What follows is a set of records, each of which is to be written out exactly.

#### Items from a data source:

════════════════

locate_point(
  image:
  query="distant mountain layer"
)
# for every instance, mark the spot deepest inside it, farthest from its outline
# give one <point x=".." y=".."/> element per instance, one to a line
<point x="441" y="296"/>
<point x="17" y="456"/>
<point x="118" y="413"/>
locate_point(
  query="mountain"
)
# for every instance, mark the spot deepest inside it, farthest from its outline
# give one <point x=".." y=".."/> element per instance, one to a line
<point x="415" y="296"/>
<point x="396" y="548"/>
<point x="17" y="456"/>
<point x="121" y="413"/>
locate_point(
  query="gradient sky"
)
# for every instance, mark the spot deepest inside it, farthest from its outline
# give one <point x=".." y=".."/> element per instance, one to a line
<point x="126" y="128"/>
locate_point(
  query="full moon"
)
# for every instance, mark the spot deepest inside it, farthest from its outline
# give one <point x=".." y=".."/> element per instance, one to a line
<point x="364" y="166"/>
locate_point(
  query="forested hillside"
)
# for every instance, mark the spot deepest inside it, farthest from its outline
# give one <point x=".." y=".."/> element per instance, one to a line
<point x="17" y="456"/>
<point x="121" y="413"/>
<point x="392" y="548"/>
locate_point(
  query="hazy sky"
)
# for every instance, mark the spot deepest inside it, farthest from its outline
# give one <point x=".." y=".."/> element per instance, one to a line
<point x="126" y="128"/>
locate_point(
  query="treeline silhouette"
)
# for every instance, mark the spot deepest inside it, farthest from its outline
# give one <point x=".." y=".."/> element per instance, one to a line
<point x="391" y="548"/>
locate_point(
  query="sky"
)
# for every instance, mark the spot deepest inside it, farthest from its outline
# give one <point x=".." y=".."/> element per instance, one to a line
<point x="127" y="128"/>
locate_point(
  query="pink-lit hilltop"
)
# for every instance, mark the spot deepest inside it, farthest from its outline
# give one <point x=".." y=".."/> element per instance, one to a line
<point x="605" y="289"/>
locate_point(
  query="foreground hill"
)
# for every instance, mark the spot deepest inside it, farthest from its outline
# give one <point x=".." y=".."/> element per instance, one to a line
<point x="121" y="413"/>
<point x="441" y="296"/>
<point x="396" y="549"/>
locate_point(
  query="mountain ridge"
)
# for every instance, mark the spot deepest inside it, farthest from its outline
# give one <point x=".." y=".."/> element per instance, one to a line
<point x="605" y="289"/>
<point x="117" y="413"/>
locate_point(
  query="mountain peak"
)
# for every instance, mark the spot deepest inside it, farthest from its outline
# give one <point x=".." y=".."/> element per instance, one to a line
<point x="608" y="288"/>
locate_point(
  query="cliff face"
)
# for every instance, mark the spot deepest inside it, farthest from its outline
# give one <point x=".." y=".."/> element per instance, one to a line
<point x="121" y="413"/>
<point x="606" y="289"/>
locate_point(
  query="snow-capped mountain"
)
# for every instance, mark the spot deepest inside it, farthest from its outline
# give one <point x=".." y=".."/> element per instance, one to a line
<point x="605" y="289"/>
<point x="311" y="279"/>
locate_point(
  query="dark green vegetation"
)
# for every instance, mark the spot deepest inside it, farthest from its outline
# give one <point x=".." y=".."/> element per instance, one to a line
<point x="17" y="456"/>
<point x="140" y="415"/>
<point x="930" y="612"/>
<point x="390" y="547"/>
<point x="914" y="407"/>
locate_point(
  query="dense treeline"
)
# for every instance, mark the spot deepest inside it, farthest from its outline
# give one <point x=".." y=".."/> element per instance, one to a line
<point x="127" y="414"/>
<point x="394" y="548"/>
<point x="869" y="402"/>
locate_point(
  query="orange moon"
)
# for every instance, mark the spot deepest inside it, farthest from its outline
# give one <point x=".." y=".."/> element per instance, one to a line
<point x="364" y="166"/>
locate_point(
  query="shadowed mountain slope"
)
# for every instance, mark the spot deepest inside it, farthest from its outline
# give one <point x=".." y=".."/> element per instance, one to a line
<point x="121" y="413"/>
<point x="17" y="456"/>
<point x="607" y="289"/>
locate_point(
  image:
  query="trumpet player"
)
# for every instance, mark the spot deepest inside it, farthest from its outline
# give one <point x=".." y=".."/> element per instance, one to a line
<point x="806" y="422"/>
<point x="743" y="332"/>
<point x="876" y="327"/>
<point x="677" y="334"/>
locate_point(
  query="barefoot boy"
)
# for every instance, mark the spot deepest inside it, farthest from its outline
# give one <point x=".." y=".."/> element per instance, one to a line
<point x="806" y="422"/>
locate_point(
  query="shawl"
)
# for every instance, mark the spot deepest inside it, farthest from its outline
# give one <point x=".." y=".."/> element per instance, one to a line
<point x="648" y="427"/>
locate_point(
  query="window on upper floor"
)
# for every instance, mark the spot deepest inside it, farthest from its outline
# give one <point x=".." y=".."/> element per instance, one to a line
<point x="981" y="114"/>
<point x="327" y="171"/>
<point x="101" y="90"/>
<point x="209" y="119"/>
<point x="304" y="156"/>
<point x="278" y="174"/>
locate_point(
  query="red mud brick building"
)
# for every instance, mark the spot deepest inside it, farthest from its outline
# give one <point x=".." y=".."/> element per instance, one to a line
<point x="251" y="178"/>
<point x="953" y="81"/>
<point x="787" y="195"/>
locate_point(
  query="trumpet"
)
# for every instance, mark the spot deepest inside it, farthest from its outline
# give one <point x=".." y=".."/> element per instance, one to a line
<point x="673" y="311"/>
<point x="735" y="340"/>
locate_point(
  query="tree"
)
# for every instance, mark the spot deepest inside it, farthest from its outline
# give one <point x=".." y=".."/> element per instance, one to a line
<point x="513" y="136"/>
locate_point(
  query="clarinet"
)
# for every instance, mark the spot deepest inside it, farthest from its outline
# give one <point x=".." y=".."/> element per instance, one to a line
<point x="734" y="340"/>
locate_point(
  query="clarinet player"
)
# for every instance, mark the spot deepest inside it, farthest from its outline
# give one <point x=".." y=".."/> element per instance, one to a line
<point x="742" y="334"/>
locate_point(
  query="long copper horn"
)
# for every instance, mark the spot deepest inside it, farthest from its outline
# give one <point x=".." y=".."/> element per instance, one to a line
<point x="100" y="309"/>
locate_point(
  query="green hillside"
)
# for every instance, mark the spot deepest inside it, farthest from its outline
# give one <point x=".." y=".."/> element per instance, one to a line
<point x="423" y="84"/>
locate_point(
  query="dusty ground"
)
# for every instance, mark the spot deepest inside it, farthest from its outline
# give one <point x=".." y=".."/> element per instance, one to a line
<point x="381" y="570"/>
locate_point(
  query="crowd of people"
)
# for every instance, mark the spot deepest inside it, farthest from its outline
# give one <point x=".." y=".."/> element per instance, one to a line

════════════════

#### CORRECT ANSWER:
locate_point(
  image:
  query="distant mountain layer"
)
# for every instance, mark the spot deepest inside it, farthest from its outline
# give one <point x=".." y=".."/> element per instance, one to a line
<point x="441" y="296"/>
<point x="17" y="456"/>
<point x="118" y="413"/>
locate_point(
  query="mountain"
)
# for every instance, mark the spot deepest inside it, farthest from its outline
# give one <point x=".." y=".."/> element per instance, one to a line
<point x="415" y="296"/>
<point x="396" y="548"/>
<point x="17" y="456"/>
<point x="121" y="413"/>
locate_point(
  query="gradient sky"
)
# for every instance, mark the spot deepest inside it, farthest from its outline
# give one <point x=".." y=".."/> element per instance, one to a line
<point x="126" y="128"/>
locate_point(
  query="full moon"
)
# for every instance, mark the spot deepest inside it, farthest from its outline
# give one <point x=".." y=".."/> element per instance, one to a line
<point x="364" y="166"/>
locate_point(
  query="forested hillside"
)
# for every instance, mark the spot deepest inside it, farthest from its outline
# give one <point x=".." y=".."/> element per instance, one to a line
<point x="17" y="456"/>
<point x="121" y="413"/>
<point x="392" y="548"/>
locate_point(
  query="hazy sky"
)
# for every instance, mark the spot deepest inside it, farthest from its outline
# give one <point x=".." y=".."/> element per instance, one to a line
<point x="126" y="128"/>
locate_point(
  query="treeline silhouette"
)
# for every instance, mark the spot deepest inside it, farthest from its outline
# give one <point x=".." y=".."/> element per instance, one to a line
<point x="391" y="548"/>
locate_point(
  query="sky"
)
# for every instance, mark the spot deepest inside it, farthest from its outline
# give one <point x=".." y=".."/> element per instance, one to a line
<point x="127" y="128"/>
locate_point(
  query="pink-lit hilltop"
)
# for every instance, mark the spot deepest inside it, farthest from its outline
# give one <point x=".." y=".."/> element per instance, one to a line
<point x="605" y="289"/>
locate_point(
  query="foreground hill"
)
# for every instance, mark the spot deepest inside it, farthest from its outline
# give one <point x=".." y=".."/> element per instance, one to a line
<point x="121" y="413"/>
<point x="441" y="296"/>
<point x="396" y="549"/>
locate_point(
  query="mountain ridge"
)
# for every instance, mark the spot deepest inside it, farthest from its outline
# give one <point x=".." y=".."/> element per instance, one to a line
<point x="605" y="289"/>
<point x="117" y="413"/>
locate_point(
  query="mountain peak"
)
# for every instance, mark the spot deepest inside it, farthest from its outline
# give one <point x=".." y=".."/> element per instance, one to a line
<point x="608" y="288"/>
locate_point(
  query="cliff face"
)
# for every instance, mark the spot deepest inside it, farthest from its outline
# give one <point x=".." y=".."/> element per instance, one to a line
<point x="121" y="413"/>
<point x="606" y="289"/>
locate_point(
  query="snow-capped mountain"
)
# for every instance, mark the spot deepest inside it, farthest from its outline
# give one <point x=".." y=".."/> element per instance, one to a line
<point x="605" y="289"/>
<point x="311" y="279"/>
locate_point(
  query="dark green vegetation"
)
# for every instance, mark the spot deepest inside it, farthest from its outline
# give one <point x=".." y=".."/> element per instance, one to a line
<point x="17" y="456"/>
<point x="140" y="415"/>
<point x="930" y="612"/>
<point x="390" y="547"/>
<point x="914" y="407"/>
locate_point(
  query="dense treeline"
)
# for every instance, mark the spot deepest inside it, farthest from its outline
# give one <point x=".." y=".."/> element per instance, one to a line
<point x="127" y="414"/>
<point x="394" y="548"/>
<point x="869" y="402"/>
locate_point(
  query="orange moon"
)
# for every instance, mark the spot deepest inside it, farthest from its outline
# give one <point x=".." y=".."/> element per instance, one to a line
<point x="364" y="166"/>
locate_point(
  query="shadowed mountain slope"
)
# for every instance, mark the spot deepest inside it, farthest from its outline
# give one <point x=".." y=".."/> element per instance, one to a line
<point x="121" y="413"/>
<point x="17" y="456"/>
<point x="607" y="289"/>
locate_point(
  image:
  query="trumpet player"
)
# for every instance, mark the spot deepest inside it, farthest from its outline
# give one <point x=".." y=".."/> element per instance, one to a line
<point x="806" y="422"/>
<point x="743" y="332"/>
<point x="876" y="327"/>
<point x="677" y="334"/>
locate_point(
  query="barefoot boy"
)
# for every instance, mark the spot deepest inside it, farthest from its outline
# give one <point x=".." y=".."/> element per instance, one to a line
<point x="806" y="422"/>
locate_point(
  query="shawl"
)
# for every instance, mark the spot deepest inside it, farthest from its outline
# give one <point x=".." y=".."/> element per instance, one to a line
<point x="648" y="427"/>
locate_point(
  query="window on upper floor"
)
# for every instance, mark the spot deepest inside it, farthest from its outline
# give one <point x=".." y=".."/> element per instance, one to a line
<point x="981" y="114"/>
<point x="327" y="171"/>
<point x="101" y="90"/>
<point x="209" y="119"/>
<point x="304" y="156"/>
<point x="278" y="174"/>
locate_point(
  query="red mud brick building"
)
# for every instance, mark the spot deepest inside it, farthest from its outline
# give one <point x=".." y=".."/> element per instance, one to a line
<point x="251" y="178"/>
<point x="953" y="81"/>
<point x="787" y="195"/>
locate_point(
  query="trumpet"
)
# for every instance, mark the spot deepest inside it, farthest from its outline
# give one <point x=".." y=".."/> element per instance, one to a line
<point x="673" y="311"/>
<point x="735" y="340"/>
locate_point(
  query="tree"
)
# for every instance, mark the spot deepest inside it, farthest from its outline
# give one <point x=".." y=".."/> element per instance, one to a line
<point x="513" y="136"/>
locate_point(
  query="clarinet"
)
# for every instance, mark the spot deepest inside it, farthest from its outline
# give one <point x=".." y=".."/> element per instance, one to a line
<point x="734" y="340"/>
locate_point(
  query="clarinet player"
)
# for every instance, mark the spot deepest inside it, farthest from its outline
# give one <point x=".." y=".."/> element per instance, one to a line
<point x="742" y="334"/>
locate_point(
  query="long copper horn"
)
# for every instance, mark the spot deepest inside it, farthest from its outline
# give one <point x=".." y=".."/> element per instance, one to a line
<point x="100" y="309"/>
locate_point(
  query="green hillside"
)
# for every instance, mark the spot deepest inside it, farthest from its outline
# give one <point x=".." y=".."/> element per instance, one to a line
<point x="423" y="84"/>
locate_point(
  query="dusty ground"
)
# for every instance, mark the spot deepest inside it, farthest from its outline
# give one <point x=".." y=".."/> element per instance, one to a line
<point x="381" y="570"/>
locate_point(
  query="crowd of people"
)
# for every instance, mark the spot deepest inside it, farthest from its outline
# give one <point x=".." y=".."/> element per instance, one to a line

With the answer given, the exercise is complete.